Work item: In the entries below, count every line with the string "silhouette". State the count and nothing else.

━━━━━ Exercise inputs

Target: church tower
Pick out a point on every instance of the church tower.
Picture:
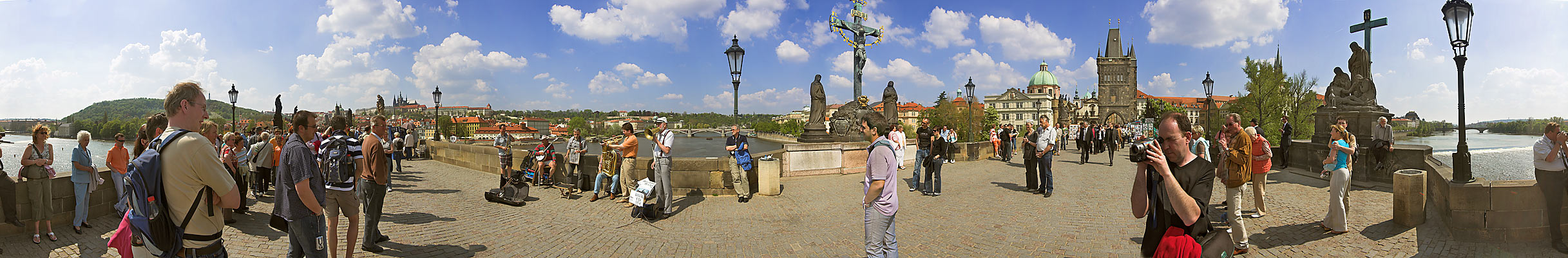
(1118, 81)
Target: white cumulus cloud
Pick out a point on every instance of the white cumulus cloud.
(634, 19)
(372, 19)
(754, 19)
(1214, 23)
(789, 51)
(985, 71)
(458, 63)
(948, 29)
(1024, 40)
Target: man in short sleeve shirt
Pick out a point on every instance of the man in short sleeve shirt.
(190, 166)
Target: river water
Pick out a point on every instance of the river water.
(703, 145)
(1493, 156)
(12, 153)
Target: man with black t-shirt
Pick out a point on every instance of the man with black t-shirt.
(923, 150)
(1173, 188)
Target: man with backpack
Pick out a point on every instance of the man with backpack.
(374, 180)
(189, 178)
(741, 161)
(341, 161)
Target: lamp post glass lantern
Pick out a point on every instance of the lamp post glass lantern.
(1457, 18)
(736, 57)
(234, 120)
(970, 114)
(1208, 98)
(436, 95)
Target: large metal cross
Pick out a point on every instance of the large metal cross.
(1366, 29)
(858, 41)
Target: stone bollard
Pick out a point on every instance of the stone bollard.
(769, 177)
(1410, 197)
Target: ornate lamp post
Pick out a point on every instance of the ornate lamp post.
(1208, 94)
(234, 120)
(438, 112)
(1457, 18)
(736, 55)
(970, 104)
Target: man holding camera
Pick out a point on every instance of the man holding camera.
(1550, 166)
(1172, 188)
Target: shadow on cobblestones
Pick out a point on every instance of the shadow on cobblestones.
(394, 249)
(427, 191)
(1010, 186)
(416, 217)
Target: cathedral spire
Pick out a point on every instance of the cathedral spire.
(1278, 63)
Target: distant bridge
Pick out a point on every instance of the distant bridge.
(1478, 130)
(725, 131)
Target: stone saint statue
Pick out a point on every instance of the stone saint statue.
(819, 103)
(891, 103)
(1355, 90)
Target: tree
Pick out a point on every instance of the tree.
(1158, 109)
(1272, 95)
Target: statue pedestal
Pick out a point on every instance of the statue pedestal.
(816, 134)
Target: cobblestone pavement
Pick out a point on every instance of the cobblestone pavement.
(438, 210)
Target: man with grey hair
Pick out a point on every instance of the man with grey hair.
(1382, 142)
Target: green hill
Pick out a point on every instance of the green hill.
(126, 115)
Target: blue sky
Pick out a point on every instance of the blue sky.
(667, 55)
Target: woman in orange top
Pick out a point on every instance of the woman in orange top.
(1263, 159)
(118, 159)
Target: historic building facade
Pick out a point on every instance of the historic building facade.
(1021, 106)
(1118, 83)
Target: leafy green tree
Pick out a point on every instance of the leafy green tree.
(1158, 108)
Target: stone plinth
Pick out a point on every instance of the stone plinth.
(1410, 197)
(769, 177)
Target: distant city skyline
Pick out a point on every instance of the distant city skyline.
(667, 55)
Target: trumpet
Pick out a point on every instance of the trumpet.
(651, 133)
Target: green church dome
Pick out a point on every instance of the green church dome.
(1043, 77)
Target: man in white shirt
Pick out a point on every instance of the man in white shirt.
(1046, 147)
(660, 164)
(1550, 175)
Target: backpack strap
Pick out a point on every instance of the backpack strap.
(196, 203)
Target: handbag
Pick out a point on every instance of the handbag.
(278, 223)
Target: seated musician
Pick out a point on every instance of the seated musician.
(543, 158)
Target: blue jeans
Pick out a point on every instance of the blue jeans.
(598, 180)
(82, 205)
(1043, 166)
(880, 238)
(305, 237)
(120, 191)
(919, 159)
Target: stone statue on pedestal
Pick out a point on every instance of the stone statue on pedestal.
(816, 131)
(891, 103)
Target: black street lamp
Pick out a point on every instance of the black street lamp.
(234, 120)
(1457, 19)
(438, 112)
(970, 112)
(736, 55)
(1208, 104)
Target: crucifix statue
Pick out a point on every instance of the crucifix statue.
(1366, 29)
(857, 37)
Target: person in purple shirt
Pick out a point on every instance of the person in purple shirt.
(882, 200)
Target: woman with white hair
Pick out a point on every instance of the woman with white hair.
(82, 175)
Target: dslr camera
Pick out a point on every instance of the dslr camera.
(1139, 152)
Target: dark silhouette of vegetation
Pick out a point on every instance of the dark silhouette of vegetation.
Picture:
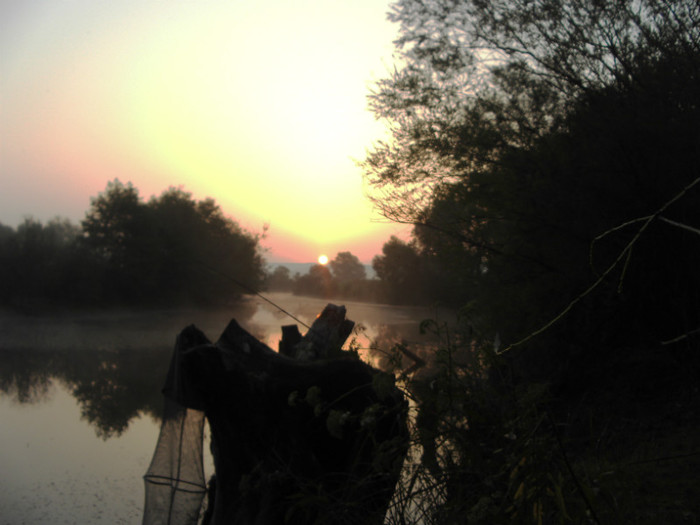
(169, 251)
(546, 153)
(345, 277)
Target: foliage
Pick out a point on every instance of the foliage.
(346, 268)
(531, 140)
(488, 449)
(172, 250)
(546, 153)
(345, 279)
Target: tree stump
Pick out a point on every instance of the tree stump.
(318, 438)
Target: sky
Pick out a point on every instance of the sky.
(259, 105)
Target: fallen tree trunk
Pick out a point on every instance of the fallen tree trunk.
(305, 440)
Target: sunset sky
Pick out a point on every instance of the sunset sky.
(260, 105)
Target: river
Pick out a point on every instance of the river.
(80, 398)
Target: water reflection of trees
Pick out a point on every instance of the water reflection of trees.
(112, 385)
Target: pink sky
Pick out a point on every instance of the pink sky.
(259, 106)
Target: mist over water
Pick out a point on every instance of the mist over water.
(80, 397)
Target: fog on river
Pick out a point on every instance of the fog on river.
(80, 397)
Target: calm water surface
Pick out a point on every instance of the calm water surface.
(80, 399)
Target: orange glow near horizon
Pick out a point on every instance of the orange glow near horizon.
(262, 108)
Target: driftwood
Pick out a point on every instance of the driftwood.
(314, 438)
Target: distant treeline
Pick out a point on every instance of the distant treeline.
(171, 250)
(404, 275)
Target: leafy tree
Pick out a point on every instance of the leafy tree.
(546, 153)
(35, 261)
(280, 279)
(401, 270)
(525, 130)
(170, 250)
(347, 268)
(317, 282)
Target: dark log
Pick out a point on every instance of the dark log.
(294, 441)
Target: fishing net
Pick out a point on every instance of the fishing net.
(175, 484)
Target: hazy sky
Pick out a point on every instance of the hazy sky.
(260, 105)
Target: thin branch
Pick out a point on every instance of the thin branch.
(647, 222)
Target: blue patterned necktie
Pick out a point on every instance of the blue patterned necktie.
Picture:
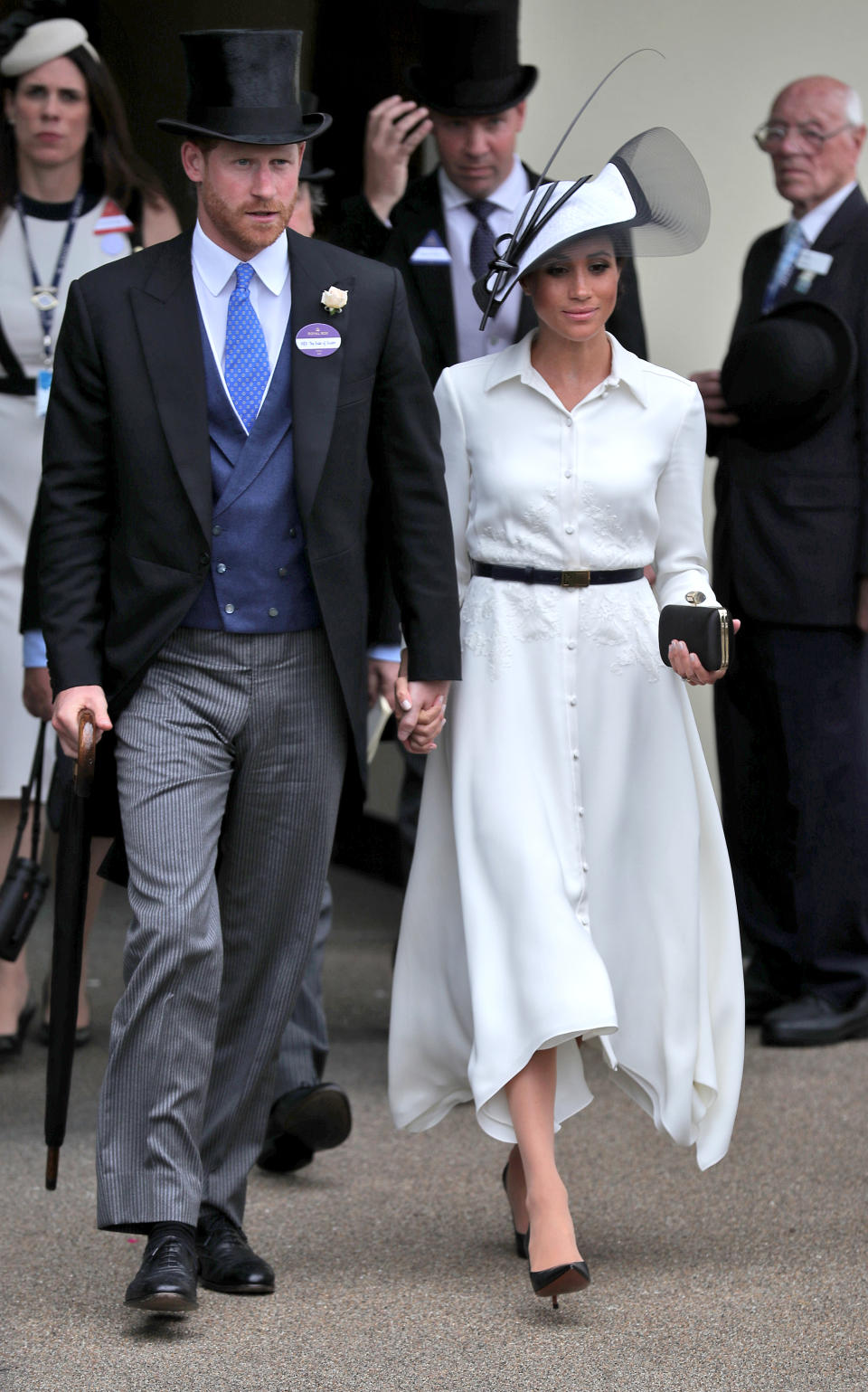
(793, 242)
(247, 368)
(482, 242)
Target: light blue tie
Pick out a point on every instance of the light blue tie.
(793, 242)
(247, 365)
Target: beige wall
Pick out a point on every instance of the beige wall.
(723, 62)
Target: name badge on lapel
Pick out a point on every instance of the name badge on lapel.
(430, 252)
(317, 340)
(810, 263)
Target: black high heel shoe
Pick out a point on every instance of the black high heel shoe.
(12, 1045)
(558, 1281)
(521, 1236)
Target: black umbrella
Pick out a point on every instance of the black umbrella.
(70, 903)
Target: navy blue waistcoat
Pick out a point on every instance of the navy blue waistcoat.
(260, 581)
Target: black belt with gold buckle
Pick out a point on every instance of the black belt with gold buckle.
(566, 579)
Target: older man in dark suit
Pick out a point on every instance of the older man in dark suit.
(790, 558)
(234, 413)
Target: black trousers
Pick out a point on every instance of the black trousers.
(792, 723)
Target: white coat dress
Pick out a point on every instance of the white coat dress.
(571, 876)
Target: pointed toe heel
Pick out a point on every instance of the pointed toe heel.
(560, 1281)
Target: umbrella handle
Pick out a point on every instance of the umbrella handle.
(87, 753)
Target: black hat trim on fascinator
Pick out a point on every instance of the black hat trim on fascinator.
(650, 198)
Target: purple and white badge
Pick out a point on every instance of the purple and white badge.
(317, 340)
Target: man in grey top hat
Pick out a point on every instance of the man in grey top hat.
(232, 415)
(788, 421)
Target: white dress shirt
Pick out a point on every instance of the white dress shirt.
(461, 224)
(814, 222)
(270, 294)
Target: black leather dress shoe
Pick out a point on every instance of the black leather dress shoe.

━━━━━━━━━━

Task answer: 2